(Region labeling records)

________

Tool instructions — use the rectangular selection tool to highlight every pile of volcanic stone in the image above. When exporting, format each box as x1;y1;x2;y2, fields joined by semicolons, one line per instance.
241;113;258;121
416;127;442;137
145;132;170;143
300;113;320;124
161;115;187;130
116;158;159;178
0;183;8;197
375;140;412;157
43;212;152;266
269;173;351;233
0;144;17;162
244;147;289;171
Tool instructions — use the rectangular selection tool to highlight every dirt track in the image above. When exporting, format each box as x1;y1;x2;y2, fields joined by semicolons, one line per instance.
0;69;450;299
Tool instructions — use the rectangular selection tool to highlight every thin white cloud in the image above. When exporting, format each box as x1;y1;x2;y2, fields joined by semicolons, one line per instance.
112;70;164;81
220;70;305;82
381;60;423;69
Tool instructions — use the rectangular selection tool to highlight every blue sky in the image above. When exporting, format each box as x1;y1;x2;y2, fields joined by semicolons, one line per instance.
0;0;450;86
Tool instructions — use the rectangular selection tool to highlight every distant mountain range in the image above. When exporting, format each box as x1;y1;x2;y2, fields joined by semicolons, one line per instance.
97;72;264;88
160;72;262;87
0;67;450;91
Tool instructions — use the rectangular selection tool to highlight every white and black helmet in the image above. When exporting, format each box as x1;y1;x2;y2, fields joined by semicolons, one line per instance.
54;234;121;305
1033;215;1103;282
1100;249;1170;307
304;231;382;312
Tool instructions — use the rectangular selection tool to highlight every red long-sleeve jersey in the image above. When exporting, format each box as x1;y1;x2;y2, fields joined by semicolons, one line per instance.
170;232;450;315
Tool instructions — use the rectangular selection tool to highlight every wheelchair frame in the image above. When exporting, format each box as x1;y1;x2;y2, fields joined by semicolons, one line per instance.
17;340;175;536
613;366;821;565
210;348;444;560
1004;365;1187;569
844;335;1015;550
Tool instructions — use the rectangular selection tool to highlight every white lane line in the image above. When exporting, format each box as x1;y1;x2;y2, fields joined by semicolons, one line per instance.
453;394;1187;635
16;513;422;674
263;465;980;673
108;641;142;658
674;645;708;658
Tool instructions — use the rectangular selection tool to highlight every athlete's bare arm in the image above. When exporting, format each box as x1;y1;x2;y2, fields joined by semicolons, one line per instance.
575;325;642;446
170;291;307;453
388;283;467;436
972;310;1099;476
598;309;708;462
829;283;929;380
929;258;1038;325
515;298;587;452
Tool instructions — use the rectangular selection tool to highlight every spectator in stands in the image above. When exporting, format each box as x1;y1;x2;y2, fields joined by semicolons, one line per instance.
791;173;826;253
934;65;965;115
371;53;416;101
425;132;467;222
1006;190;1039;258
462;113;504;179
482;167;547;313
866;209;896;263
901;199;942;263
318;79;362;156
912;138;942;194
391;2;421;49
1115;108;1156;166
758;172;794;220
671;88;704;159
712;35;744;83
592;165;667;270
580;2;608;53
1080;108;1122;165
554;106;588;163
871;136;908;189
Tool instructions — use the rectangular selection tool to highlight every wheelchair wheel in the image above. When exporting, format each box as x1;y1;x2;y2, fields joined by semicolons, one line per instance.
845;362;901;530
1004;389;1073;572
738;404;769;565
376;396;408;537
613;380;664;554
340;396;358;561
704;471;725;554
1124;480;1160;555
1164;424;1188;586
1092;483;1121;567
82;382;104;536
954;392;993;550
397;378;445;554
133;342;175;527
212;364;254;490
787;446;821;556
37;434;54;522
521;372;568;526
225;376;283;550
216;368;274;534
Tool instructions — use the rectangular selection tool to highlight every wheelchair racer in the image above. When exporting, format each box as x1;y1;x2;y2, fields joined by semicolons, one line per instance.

________

Instructions for the task: Reproduce every line of the region labeling material above verbatim, from the first line to the last.

The output:
Tool instructions — use the rectangular selection tool to highlight every pile of volcanic stone in the image above. When exporting, format each box as x1;y1;x2;y2, fields joined by semicolons, one line per instance.
241;113;258;121
416;127;442;137
145;132;170;143
300;113;320;124
161;115;187;130
116;158;159;178
0;183;8;197
375;140;412;157
43;212;152;266
269;173;351;233
0;144;17;162
244;147;289;171
Tool instructions — use the rectangular selection tool to highlight every dirt track in the image above. When exporting, format each box as x1;y1;x2;y2, fields joined by semicolons, one line per instance.
0;69;450;299
Tool instructions — use the rectangular selection tool to highlight every thin white cloud in the image above. When exporting, format each box as x1;y1;x2;y2, fields joined by semicolons, one line per instance.
112;70;164;81
220;70;305;82
381;60;423;69
Tool instructions — use the rectangular selection tool to highlight every blue sky in the image above. When exporting, format each box as x1;y1;x2;y2, fields joined by semicolons, one line per instance.
0;0;450;86
Tool instructions — use the rectangular selection tool to highlight every distant mountain range in the image above. When exporting, format each box as x1;y1;x2;y2, fields joined by semicolons, one line per instance.
97;72;264;88
160;72;262;87
0;67;450;91
Tool instructions — use the rectangular selection tool to highlight every white and black helmet in the image above. When exporting, format each box as x1;y1;x2;y2, fields joined by semicolons, one line per instance.
54;234;121;305
1033;215;1103;282
1100;249;1170;307
304;231;382;312
Tool instructions — use the rectangular selection tool to highlight every red long-sleeve jersey in the image above. When exporting, format each box as x1;y1;x2;y2, fields joined by semicolons, one line per instance.
170;232;450;315
Tool instructions — use the rectangular selection tool to highlight every wheelchair frame in the image above. When exporting, format each box as x1;y1;x2;y2, fields joined by semicolons, one line per instance.
17;340;175;536
613;366;821;565
210;348;444;560
1004;365;1187;569
844;335;1015;550
Tool instructions — use the rectangular selection tool to highlight every white lane line in the image above. When exporting, format each box as x1;y1;x2;y2, fields joined by semicolons, one line per instance.
453;394;1187;635
16;513;422;674
263;465;980;673
108;641;142;658
674;645;708;658
Tool instructions — use the rectangular selection tool to highlight every athlete's bare arm in the image above. When exporting, format each box as x1;y1;x2;y2, fields joined by semicolons, one line per instance.
575;325;642;446
170;291;307;453
388;283;467;436
972;310;1099;476
598;309;708;462
829;283;929;380
929;258;1038;325
515;298;587;452
Tool instructions — use the rectangular selection tool to highlight every spectator in stands in the image above. When exporting, format each box as x1;y1;x2;y2, fields joined by semicolons, one line per instance.
791;173;826;253
934;65;965;115
371;53;416;101
425;132;467;222
1006;190;1039;258
462;113;504;179
482;167;547;313
866;209;896;263
901;199;942;263
318;79;362;156
912;138;942;194
391;2;421;49
1115;108;1156;166
758;172;794;220
671;88;704;159
712;35;744;83
592;165;667;270
580;2;608;53
1080;108;1122;165
554;106;588;163
871;136;908;189
Tool instructions — use the rectangular selection tool to highlight every wheelchair wheel in the image above. When exporting, format each box as x1;y1;x2;y2, fields joined by semicolons, one line per instance.
845;362;901;530
1004;389;1073;572
738;404;769;565
376;396;408;537
613;380;664;554
340;396;358;561
704;471;725;554
1124;480;1160;555
1164;424;1188;586
1092;483;1121;567
82;382;104;536
954;392;993;550
397;378;445;554
133;342;175;527
212;364;254;490
787;446;821;556
37;434;54;522
521;372;568;526
225;376;283;550
216;368;274;534
Tool instructions — use the rectangular selection tool to highlight every wheelchair racer in the image above. When exporting, format each box as x1;y1;x2;y2, fields joined by semicolons, one line per instance.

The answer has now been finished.